_Your goal_:
Copy all the lines below without altering anything.

_Saved entries_:
▶
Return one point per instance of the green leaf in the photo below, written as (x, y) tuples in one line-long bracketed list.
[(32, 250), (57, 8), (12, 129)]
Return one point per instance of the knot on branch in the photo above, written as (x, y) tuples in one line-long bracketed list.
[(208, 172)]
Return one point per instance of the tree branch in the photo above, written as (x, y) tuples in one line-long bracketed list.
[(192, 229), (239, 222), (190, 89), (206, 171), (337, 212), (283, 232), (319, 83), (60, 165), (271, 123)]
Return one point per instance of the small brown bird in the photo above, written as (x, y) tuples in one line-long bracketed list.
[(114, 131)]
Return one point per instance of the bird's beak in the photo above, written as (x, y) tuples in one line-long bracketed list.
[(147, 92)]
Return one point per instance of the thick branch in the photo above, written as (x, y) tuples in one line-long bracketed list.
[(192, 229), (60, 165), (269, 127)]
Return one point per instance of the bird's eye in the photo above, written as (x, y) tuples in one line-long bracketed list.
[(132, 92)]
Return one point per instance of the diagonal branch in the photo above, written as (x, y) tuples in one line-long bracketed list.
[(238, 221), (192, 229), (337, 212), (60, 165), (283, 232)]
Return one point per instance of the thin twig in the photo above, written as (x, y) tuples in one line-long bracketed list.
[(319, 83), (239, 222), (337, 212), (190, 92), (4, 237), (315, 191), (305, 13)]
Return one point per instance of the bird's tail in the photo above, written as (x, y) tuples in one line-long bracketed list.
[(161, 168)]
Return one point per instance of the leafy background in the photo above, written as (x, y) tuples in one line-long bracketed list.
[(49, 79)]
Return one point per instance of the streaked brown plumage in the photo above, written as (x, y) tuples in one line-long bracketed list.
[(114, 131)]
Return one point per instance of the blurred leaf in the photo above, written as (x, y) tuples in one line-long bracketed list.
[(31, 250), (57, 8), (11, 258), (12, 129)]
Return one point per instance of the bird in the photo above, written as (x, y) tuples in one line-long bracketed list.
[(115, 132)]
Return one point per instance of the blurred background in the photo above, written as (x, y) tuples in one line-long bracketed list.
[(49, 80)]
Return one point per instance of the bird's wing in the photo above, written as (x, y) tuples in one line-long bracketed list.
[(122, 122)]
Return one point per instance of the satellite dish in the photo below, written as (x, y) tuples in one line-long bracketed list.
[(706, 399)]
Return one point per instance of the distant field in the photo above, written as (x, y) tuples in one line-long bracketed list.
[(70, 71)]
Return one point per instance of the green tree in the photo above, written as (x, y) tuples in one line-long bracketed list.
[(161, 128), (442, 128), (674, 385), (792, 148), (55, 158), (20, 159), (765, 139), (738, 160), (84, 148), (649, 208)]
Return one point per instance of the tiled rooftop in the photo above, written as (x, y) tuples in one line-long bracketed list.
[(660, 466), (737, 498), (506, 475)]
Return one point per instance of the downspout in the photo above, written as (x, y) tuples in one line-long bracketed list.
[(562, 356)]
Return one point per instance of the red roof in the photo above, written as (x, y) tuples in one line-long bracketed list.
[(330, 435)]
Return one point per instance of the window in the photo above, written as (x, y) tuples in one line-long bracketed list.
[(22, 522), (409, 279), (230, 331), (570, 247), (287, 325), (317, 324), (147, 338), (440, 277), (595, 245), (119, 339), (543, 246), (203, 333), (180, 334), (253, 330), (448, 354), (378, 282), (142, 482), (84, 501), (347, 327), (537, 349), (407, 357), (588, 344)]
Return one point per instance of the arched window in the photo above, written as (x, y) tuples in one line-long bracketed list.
◀
_Answer for the task_:
Return one point per instance of the green leaf in the photo below, written as (x, y) tuples in one line-long bracketed list.
[(32, 250), (57, 8), (12, 129)]
Return one point per instance of the knot on branch in the photo above, written as (x, y) tuples in one line-long bracketed list.
[(208, 172)]
Return one point per instance of the tree branch in the photo above, written as (x, y) tuples in one line-long bracketed list.
[(192, 229), (239, 222), (190, 89), (206, 171), (337, 212), (283, 232), (319, 83), (60, 165), (271, 123)]
Return one point per instance of the small brown bird in the photo above, written as (x, y) tuples in one line-long bracketed list.
[(114, 131)]
Return one point per instance of the bird's beak in the photo above, written as (x, y) tuples in one line-long bracketed list.
[(147, 92)]
Return one point per instance of the thick branch in the photo above, written as (x, y) tuples in one line-long bracketed list.
[(192, 229), (60, 165), (269, 127)]
Return one point per instance of the bird's eye in the photo above, written as (x, y) tuples in one line-long bracketed list.
[(132, 92)]
Return one point per instance of the diagonal branch in the photo above, written as (x, y) tuples in one line-long bracketed list.
[(238, 221), (192, 229), (337, 212), (60, 165), (283, 232)]
Return one point per instance of the thin twig in the photo above, written as (x, y) tuples in one line-long bracketed list.
[(319, 83), (239, 222), (337, 212), (190, 92), (4, 237), (315, 191), (305, 13)]
Return one point per instance of the bird's tail in the photo above, written as (x, y) tuples in one line-long bracketed list.
[(161, 168)]
Return one point per instance of the leafy background in the photo above, written as (x, y) tuples in one line-long bracketed list.
[(49, 79)]
Return one point per instance of the streaked brown plumage in the photo above, written as (x, y) tuples in one line-long bracketed list.
[(114, 131)]
Return one point per instance of the blurred leaf in the photo above, written as (x, y) tuples in one line-long bracketed list.
[(31, 250), (57, 8), (11, 258), (12, 129)]
Return one point per instance of the bird in the photo above, written as (x, y) tuples in one line-long bracketed list.
[(115, 132)]
Return one point per instance of the blurred background in the photo above, written as (x, y) tuples in one line-long bracketed list.
[(49, 80)]
Return one point per instance of the bird's wing in the photo above, written as (x, y) tuples in one line-long bracketed list.
[(122, 122)]
Return one point per instance of the satellite dish in the photo below, written as (x, y) tuples in one line-long bracketed list.
[(706, 399)]
Return one point per instance of the distant field in the photo above, written as (x, y) tuples in one line-long bracketed list.
[(70, 71)]
Return one point per instance of the green tree in the photo above, written as (x, y) tuples in one line-long bracketed list.
[(161, 128), (442, 128), (674, 385), (792, 148), (55, 158), (20, 159), (765, 139), (738, 160), (84, 148), (649, 208)]
Return one point per instance of the tiled rooftop in the photo above, written as (x, y) tuples in one line-long bracketed list.
[(660, 466), (737, 498), (506, 475)]
Return one point per instance of the downspout in the photo above, written as (x, y) tuples in one line-long bracketed list.
[(562, 356)]
Return one point per instance of the red roof in the photo above, written as (x, y) tuples in one line-long bracketed list.
[(330, 435)]
Return one point per instance of the window in the photo above, written as (x, y) tuples in one line-long bracketed list.
[(22, 522), (409, 279), (230, 331), (570, 247), (287, 325), (317, 324), (147, 338), (440, 277), (595, 245), (119, 339), (543, 246), (203, 333), (180, 334), (253, 330), (448, 354), (378, 282), (142, 482), (84, 501), (347, 327), (537, 349), (407, 357), (588, 344)]
Return one point per instance of the arched window in the photo above, written as (x, y) tuples in one line-long bracketed list.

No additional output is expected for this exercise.